>> start

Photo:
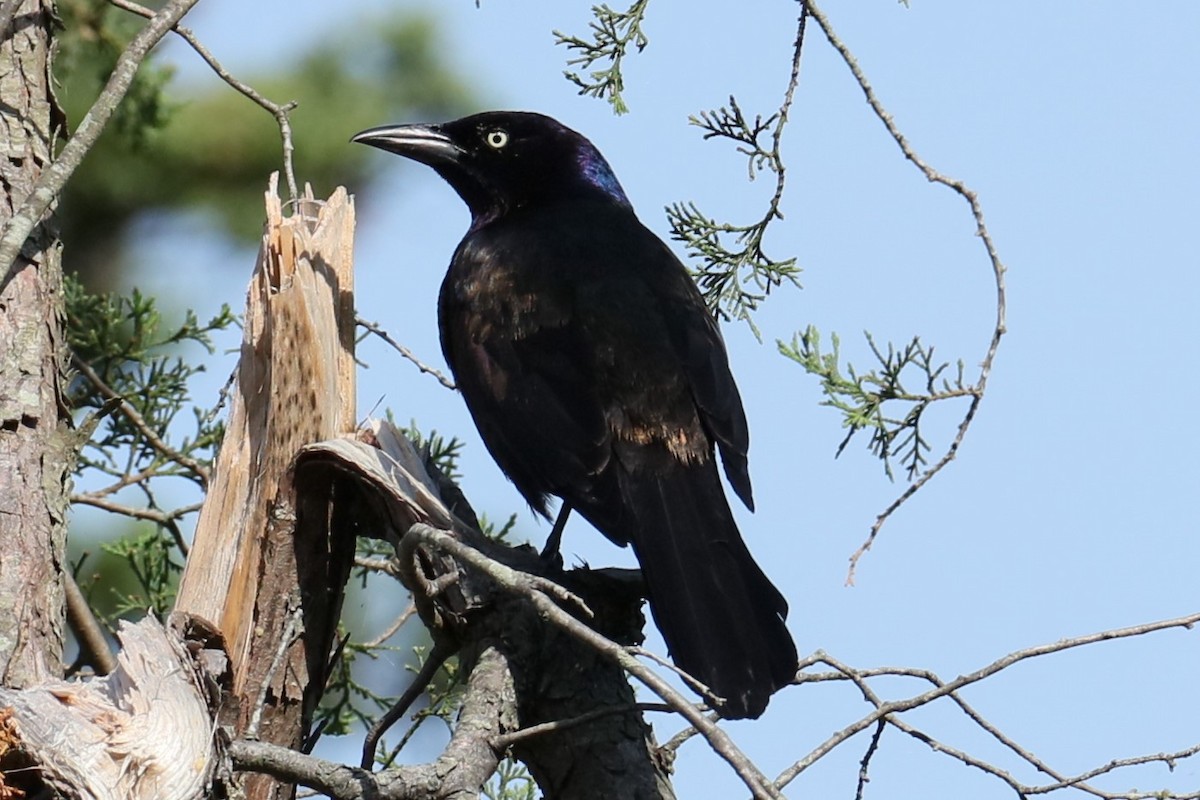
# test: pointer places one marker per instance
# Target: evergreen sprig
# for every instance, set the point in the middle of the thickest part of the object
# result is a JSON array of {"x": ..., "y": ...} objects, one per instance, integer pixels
[
  {"x": 868, "y": 400},
  {"x": 735, "y": 272},
  {"x": 121, "y": 348},
  {"x": 612, "y": 34},
  {"x": 129, "y": 388},
  {"x": 511, "y": 781}
]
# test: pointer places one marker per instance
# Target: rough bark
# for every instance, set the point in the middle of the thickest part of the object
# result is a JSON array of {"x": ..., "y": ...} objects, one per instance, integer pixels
[
  {"x": 36, "y": 444},
  {"x": 141, "y": 733},
  {"x": 553, "y": 675},
  {"x": 264, "y": 571}
]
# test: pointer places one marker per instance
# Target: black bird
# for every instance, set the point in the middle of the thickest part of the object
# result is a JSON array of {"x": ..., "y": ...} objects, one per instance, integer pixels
[{"x": 595, "y": 373}]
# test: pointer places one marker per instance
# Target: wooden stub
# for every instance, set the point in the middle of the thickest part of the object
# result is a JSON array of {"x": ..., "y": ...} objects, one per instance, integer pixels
[
  {"x": 294, "y": 386},
  {"x": 141, "y": 733}
]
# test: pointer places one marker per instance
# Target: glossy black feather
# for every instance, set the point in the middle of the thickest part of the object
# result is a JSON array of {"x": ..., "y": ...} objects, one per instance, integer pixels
[{"x": 595, "y": 373}]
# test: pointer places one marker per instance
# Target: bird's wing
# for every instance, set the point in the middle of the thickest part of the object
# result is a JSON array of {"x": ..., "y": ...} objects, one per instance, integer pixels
[
  {"x": 701, "y": 350},
  {"x": 528, "y": 385}
]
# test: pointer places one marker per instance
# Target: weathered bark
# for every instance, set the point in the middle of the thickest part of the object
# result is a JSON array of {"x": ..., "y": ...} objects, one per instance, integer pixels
[
  {"x": 264, "y": 571},
  {"x": 141, "y": 733},
  {"x": 36, "y": 444}
]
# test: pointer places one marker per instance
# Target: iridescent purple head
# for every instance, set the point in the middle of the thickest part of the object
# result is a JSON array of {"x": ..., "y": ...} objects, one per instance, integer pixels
[{"x": 502, "y": 161}]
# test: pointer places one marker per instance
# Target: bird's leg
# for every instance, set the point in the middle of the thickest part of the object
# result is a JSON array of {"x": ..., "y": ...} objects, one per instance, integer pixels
[{"x": 550, "y": 552}]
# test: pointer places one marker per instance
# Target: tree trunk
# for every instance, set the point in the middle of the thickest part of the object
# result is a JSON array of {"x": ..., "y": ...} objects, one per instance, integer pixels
[{"x": 36, "y": 443}]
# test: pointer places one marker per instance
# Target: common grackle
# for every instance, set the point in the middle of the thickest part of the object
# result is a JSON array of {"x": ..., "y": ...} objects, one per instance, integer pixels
[{"x": 595, "y": 373}]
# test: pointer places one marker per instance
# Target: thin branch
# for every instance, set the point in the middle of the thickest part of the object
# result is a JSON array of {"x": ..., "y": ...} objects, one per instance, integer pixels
[
  {"x": 94, "y": 648},
  {"x": 54, "y": 176},
  {"x": 293, "y": 631},
  {"x": 442, "y": 650},
  {"x": 165, "y": 518},
  {"x": 997, "y": 269},
  {"x": 279, "y": 110},
  {"x": 520, "y": 583},
  {"x": 946, "y": 689},
  {"x": 396, "y": 624},
  {"x": 378, "y": 330},
  {"x": 864, "y": 767}
]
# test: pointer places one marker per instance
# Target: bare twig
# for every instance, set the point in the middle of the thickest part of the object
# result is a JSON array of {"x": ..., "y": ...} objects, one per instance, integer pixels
[
  {"x": 378, "y": 330},
  {"x": 888, "y": 710},
  {"x": 864, "y": 767},
  {"x": 93, "y": 645},
  {"x": 442, "y": 650},
  {"x": 54, "y": 176},
  {"x": 279, "y": 110},
  {"x": 503, "y": 743},
  {"x": 396, "y": 624},
  {"x": 165, "y": 518},
  {"x": 997, "y": 268}
]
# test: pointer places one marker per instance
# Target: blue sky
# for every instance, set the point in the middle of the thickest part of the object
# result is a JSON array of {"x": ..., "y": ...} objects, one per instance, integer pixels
[{"x": 1071, "y": 506}]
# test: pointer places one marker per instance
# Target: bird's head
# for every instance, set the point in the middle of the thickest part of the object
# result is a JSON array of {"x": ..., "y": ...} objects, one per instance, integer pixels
[{"x": 501, "y": 161}]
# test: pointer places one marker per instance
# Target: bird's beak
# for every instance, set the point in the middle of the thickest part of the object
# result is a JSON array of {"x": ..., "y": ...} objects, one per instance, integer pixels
[{"x": 424, "y": 143}]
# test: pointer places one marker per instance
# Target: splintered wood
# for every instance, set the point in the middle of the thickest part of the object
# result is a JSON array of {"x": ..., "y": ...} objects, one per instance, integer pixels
[
  {"x": 141, "y": 733},
  {"x": 294, "y": 386}
]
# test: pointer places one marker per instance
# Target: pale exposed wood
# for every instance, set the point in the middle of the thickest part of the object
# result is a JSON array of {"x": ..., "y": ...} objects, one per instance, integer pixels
[
  {"x": 270, "y": 559},
  {"x": 295, "y": 385},
  {"x": 141, "y": 733}
]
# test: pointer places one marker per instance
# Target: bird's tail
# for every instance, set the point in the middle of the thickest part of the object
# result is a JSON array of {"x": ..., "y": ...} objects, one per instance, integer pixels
[{"x": 720, "y": 615}]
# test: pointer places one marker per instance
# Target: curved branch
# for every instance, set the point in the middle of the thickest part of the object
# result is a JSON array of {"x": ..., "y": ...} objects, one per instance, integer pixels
[
  {"x": 522, "y": 584},
  {"x": 997, "y": 269}
]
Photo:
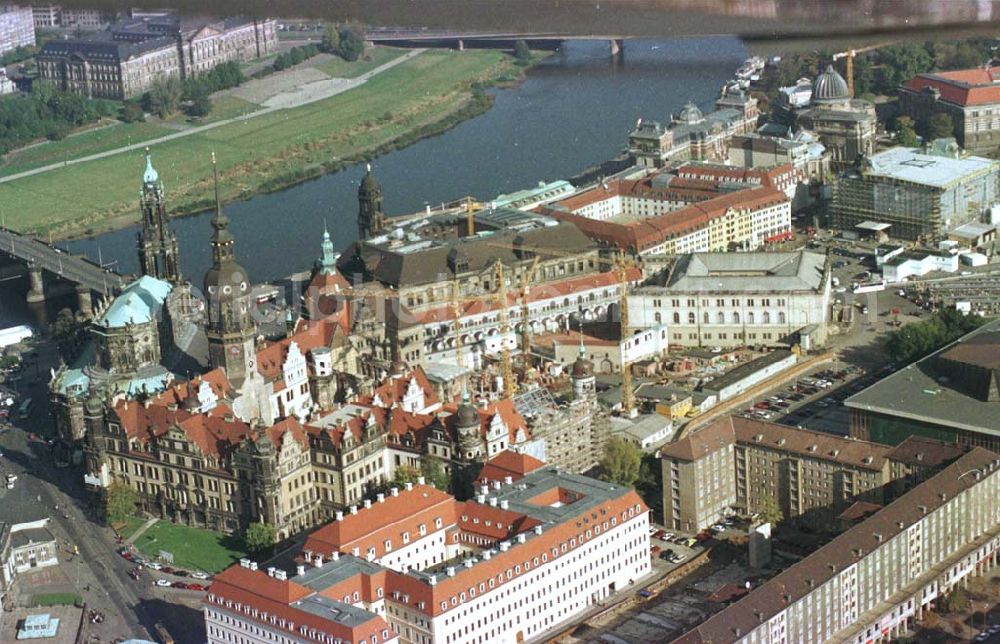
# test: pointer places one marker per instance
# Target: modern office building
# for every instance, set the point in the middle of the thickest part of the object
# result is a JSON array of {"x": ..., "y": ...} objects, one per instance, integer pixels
[
  {"x": 970, "y": 97},
  {"x": 922, "y": 195},
  {"x": 740, "y": 465},
  {"x": 737, "y": 299},
  {"x": 874, "y": 581},
  {"x": 952, "y": 395},
  {"x": 17, "y": 27},
  {"x": 519, "y": 560}
]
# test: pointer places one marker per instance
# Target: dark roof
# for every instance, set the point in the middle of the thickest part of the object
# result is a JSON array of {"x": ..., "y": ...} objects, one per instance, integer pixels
[
  {"x": 925, "y": 452},
  {"x": 793, "y": 584},
  {"x": 743, "y": 371}
]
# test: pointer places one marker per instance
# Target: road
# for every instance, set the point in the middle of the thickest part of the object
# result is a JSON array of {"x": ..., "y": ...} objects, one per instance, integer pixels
[{"x": 294, "y": 99}]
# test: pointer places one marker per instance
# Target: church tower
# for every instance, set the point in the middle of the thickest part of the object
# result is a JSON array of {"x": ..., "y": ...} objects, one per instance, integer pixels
[
  {"x": 231, "y": 329},
  {"x": 157, "y": 244},
  {"x": 371, "y": 218}
]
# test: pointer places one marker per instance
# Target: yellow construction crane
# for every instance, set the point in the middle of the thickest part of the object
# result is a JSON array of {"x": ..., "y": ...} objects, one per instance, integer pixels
[
  {"x": 622, "y": 266},
  {"x": 849, "y": 55},
  {"x": 507, "y": 370}
]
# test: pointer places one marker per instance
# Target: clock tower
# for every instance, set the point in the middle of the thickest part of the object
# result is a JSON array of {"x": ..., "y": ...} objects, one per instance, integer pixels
[{"x": 231, "y": 329}]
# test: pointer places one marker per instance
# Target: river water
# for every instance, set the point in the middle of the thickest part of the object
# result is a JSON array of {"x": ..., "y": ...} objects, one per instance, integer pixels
[{"x": 574, "y": 110}]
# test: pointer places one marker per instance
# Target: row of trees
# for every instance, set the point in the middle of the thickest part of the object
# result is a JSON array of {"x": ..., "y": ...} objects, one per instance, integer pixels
[
  {"x": 46, "y": 112},
  {"x": 294, "y": 56},
  {"x": 914, "y": 341},
  {"x": 345, "y": 41}
]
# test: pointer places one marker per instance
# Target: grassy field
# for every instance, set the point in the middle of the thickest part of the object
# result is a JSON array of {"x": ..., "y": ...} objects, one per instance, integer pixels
[
  {"x": 105, "y": 138},
  {"x": 269, "y": 152},
  {"x": 375, "y": 56},
  {"x": 193, "y": 548}
]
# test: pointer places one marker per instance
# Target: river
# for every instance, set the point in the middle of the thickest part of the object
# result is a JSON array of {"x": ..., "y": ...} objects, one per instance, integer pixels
[{"x": 573, "y": 110}]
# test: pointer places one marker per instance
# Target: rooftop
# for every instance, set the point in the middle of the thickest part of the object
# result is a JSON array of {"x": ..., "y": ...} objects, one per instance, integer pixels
[
  {"x": 913, "y": 166},
  {"x": 928, "y": 390}
]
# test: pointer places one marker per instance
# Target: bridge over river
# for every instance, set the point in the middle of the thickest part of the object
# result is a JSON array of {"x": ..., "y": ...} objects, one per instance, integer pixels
[{"x": 41, "y": 257}]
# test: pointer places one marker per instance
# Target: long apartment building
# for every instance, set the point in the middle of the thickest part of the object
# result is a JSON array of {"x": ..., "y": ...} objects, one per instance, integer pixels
[
  {"x": 738, "y": 463},
  {"x": 519, "y": 560},
  {"x": 698, "y": 207},
  {"x": 874, "y": 581}
]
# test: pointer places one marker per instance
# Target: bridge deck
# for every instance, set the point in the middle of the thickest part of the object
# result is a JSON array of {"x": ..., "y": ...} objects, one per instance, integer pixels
[{"x": 73, "y": 268}]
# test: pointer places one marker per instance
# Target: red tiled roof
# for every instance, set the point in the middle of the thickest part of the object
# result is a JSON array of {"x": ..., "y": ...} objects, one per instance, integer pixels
[
  {"x": 508, "y": 463},
  {"x": 962, "y": 87}
]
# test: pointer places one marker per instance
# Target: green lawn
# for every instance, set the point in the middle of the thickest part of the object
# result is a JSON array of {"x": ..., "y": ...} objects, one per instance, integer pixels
[
  {"x": 105, "y": 138},
  {"x": 374, "y": 56},
  {"x": 257, "y": 152},
  {"x": 193, "y": 548}
]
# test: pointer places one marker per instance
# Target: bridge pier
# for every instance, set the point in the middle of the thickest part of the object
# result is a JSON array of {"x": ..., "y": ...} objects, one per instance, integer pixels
[
  {"x": 84, "y": 301},
  {"x": 36, "y": 293}
]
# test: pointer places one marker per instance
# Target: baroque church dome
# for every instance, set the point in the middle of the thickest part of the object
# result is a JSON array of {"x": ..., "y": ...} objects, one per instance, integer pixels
[{"x": 830, "y": 87}]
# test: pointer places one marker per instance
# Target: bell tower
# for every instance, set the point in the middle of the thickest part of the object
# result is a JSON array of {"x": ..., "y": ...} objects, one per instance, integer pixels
[
  {"x": 371, "y": 217},
  {"x": 231, "y": 329},
  {"x": 157, "y": 244}
]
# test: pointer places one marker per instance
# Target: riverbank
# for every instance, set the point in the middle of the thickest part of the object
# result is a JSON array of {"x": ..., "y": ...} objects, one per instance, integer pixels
[{"x": 421, "y": 97}]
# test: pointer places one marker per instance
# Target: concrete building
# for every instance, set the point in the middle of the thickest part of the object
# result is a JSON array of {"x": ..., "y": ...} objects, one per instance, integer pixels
[
  {"x": 922, "y": 195},
  {"x": 874, "y": 581},
  {"x": 736, "y": 299},
  {"x": 951, "y": 395},
  {"x": 438, "y": 570},
  {"x": 739, "y": 465},
  {"x": 692, "y": 134},
  {"x": 17, "y": 27},
  {"x": 846, "y": 126},
  {"x": 123, "y": 61},
  {"x": 969, "y": 96}
]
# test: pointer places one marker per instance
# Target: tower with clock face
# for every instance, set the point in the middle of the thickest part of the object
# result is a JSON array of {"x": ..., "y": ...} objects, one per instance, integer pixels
[{"x": 231, "y": 328}]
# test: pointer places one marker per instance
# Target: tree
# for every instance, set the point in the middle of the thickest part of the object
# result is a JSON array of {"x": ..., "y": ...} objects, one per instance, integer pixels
[
  {"x": 258, "y": 538},
  {"x": 119, "y": 503},
  {"x": 201, "y": 105},
  {"x": 621, "y": 462},
  {"x": 940, "y": 126},
  {"x": 770, "y": 511},
  {"x": 331, "y": 39},
  {"x": 164, "y": 96},
  {"x": 521, "y": 50},
  {"x": 906, "y": 132},
  {"x": 352, "y": 44}
]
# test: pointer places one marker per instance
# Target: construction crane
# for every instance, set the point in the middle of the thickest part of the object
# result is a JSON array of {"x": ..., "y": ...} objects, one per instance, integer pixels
[
  {"x": 507, "y": 369},
  {"x": 622, "y": 266},
  {"x": 849, "y": 55}
]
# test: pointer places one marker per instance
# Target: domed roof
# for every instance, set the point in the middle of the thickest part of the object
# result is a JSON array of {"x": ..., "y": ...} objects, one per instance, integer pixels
[
  {"x": 830, "y": 87},
  {"x": 690, "y": 115}
]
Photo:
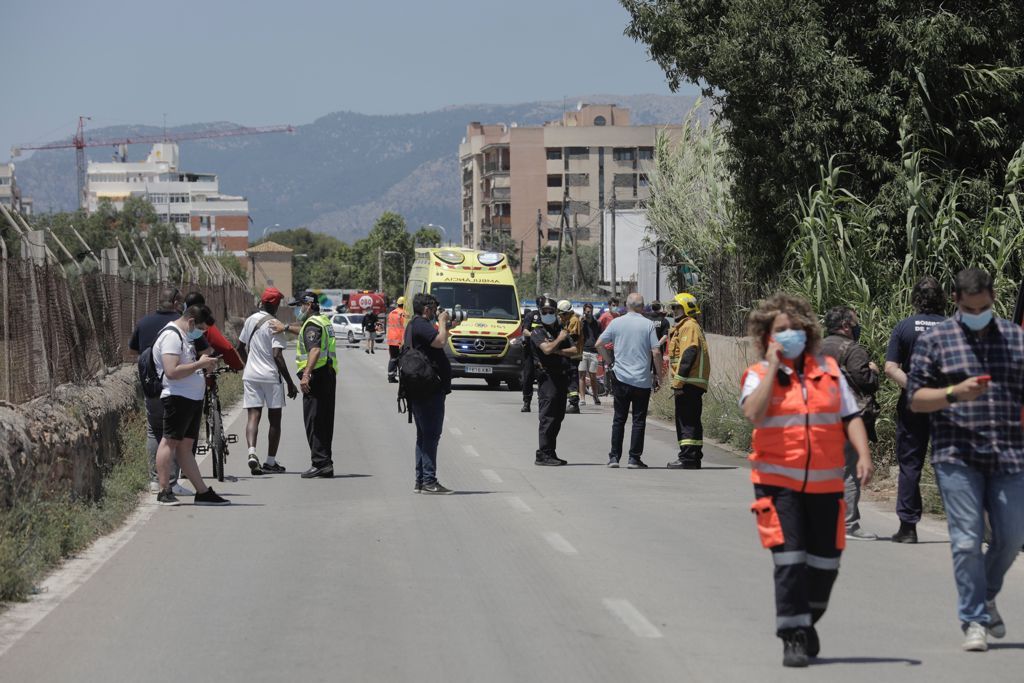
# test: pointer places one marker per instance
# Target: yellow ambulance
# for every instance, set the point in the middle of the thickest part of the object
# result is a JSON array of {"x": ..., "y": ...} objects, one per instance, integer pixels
[{"x": 479, "y": 286}]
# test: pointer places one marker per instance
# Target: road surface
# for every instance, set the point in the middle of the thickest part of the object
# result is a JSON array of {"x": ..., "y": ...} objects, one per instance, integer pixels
[{"x": 527, "y": 573}]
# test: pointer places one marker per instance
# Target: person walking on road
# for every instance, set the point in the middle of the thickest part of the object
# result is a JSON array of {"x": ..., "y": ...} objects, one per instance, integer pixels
[
  {"x": 316, "y": 363},
  {"x": 428, "y": 411},
  {"x": 263, "y": 379},
  {"x": 911, "y": 428},
  {"x": 803, "y": 413},
  {"x": 552, "y": 349},
  {"x": 862, "y": 376},
  {"x": 689, "y": 364},
  {"x": 144, "y": 334},
  {"x": 395, "y": 333},
  {"x": 636, "y": 370},
  {"x": 590, "y": 330},
  {"x": 570, "y": 323},
  {"x": 175, "y": 359},
  {"x": 968, "y": 372}
]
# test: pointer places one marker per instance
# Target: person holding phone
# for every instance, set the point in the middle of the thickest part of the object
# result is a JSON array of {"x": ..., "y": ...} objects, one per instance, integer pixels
[
  {"x": 968, "y": 372},
  {"x": 803, "y": 414}
]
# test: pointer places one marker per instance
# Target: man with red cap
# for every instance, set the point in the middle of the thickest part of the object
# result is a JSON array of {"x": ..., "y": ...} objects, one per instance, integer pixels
[{"x": 262, "y": 378}]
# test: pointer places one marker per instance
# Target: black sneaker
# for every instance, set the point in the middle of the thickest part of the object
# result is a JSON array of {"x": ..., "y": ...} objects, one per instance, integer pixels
[
  {"x": 209, "y": 497},
  {"x": 167, "y": 497},
  {"x": 795, "y": 648}
]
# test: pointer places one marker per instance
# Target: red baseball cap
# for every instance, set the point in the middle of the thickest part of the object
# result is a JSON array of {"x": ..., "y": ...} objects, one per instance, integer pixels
[{"x": 271, "y": 295}]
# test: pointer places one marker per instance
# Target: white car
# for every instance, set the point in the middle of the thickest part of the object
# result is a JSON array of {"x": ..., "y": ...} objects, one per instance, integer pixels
[{"x": 348, "y": 328}]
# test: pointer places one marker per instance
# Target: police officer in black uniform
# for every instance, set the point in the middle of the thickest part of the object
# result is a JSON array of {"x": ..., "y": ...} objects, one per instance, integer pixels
[
  {"x": 552, "y": 349},
  {"x": 528, "y": 375}
]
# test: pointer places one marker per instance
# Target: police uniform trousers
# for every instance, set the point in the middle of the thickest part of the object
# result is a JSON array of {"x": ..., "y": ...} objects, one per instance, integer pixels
[
  {"x": 807, "y": 561},
  {"x": 317, "y": 415},
  {"x": 551, "y": 393},
  {"x": 689, "y": 429}
]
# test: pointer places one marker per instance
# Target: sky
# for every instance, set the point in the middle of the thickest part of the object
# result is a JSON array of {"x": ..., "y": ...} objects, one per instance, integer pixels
[{"x": 262, "y": 62}]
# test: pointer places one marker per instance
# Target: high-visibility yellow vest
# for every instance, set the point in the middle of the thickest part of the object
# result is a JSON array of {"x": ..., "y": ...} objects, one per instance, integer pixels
[{"x": 329, "y": 352}]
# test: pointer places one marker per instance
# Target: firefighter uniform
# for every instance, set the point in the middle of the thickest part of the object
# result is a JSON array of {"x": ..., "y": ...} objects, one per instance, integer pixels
[
  {"x": 797, "y": 469},
  {"x": 395, "y": 335},
  {"x": 689, "y": 364}
]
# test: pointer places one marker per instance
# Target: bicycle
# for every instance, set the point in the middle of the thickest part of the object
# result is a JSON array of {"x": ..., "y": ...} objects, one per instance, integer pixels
[{"x": 216, "y": 440}]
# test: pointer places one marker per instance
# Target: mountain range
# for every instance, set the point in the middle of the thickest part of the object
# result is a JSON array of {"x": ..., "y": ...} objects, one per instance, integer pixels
[{"x": 336, "y": 174}]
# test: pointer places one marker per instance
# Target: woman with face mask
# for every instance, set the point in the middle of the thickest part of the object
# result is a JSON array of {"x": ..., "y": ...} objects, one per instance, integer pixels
[{"x": 803, "y": 414}]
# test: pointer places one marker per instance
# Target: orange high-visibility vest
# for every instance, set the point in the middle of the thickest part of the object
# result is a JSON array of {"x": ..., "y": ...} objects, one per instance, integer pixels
[
  {"x": 799, "y": 444},
  {"x": 395, "y": 327}
]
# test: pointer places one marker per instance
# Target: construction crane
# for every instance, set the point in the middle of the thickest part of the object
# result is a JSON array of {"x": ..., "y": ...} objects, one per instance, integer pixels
[{"x": 80, "y": 143}]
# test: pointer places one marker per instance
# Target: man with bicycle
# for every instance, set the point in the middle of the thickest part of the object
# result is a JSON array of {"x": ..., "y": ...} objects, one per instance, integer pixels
[{"x": 262, "y": 351}]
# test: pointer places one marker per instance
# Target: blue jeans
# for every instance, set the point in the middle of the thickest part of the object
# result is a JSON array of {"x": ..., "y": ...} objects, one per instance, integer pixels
[
  {"x": 429, "y": 417},
  {"x": 967, "y": 495}
]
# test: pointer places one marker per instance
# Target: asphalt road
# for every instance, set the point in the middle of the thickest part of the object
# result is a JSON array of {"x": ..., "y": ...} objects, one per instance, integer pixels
[{"x": 572, "y": 573}]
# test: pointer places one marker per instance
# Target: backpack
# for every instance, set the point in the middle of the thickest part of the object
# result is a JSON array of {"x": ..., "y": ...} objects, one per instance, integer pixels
[
  {"x": 417, "y": 375},
  {"x": 152, "y": 381}
]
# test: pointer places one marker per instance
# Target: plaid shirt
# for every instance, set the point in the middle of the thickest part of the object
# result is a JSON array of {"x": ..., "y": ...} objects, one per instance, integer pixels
[{"x": 984, "y": 433}]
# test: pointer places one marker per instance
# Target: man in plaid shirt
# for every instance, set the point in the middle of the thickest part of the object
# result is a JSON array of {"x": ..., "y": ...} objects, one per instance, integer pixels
[{"x": 969, "y": 373}]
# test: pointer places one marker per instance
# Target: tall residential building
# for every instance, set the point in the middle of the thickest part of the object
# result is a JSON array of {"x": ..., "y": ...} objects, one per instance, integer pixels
[
  {"x": 510, "y": 173},
  {"x": 190, "y": 202}
]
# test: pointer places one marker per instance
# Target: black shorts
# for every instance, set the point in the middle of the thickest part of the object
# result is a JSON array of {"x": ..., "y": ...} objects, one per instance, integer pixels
[{"x": 181, "y": 418}]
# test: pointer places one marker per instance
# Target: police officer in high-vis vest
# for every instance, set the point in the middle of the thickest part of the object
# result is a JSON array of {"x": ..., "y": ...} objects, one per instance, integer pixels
[
  {"x": 316, "y": 361},
  {"x": 689, "y": 365},
  {"x": 803, "y": 413}
]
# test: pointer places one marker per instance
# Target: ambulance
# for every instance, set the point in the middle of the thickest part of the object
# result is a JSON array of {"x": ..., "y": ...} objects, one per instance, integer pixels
[{"x": 478, "y": 286}]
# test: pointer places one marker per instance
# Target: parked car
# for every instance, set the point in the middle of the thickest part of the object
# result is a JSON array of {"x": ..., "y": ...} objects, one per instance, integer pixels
[{"x": 348, "y": 329}]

>> end

- Task brief -
Filter the data above down to each line containing the string "officer", matching case exactly.

- Answer for the task -
# Target: police officer in black uniform
# Target: police officer in high-vis vest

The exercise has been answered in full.